| 提示文 |
=======

絵本
堀内は、『くろうまブランキー』(1958年)と『七わのからす』(1959年)の2作で絵本作家としてデビューしました。いずれも20歳代半ば。堀内が雑誌や広告の新進デザイナーとして頭角を現していった時期と重なります。
福音館「こどものとも」の編集長に堀内を紹介し、そのきっかけを作ったのは夫人の路子さん。ただし彼女は語ります。「そうでなくともホリウチは絵本を描くようになったと思います。」*3
『たろう』のシリーズや『ぐるんぱのようちえん』(1965年)などは、今も版を重ねる絵本のロングセラーです。また、グリムや、マザーグースなどのおなじみのお話から、「かがくのとも」シリーズの科学絵本にいたるまで、幅広い領域の絵本を手がけています。

=======

| 出典抜粋 |
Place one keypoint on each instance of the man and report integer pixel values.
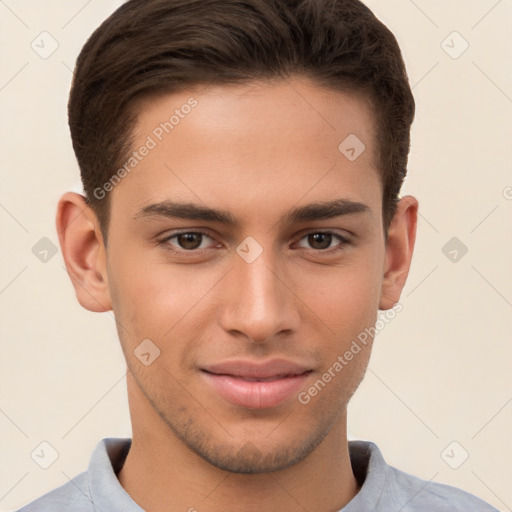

=======

| 課題 1 |
堀内の絵本についての文章によると、福音館「こどものとも」の編集長に堀内を紹介したのは誰ですか。
| 課題 2 |
堀内の絵本についての文章を、最後の文の後から書き継いでください。

| 解答 1 |
夫人の路子さんです。

| 解答 2 |
その画風は、構成的なものから、魅力的なキャラクターの味を押し出したもの、あるいは写実的なものなど、多彩です。また絵を描くだけではなく、印刷に関わるもろもろのことに熟知している堀内は、その手法や技術もあわせて絵本作りに反映させていきます。この両者をこれほどまでに自在に駆使することのできる絵本作家は、そう滅多にいるものではありません。
「アンアン」の仕事を辞め、パリに渡った74年以降、仕事の比重は絵本に傾いていきます。さらに、自らの絵本制作にとどまらず、海外の埋もれた絵本や絵本作家の発掘・紹介、絵本批評などにも堀内の射程は伸びていきました。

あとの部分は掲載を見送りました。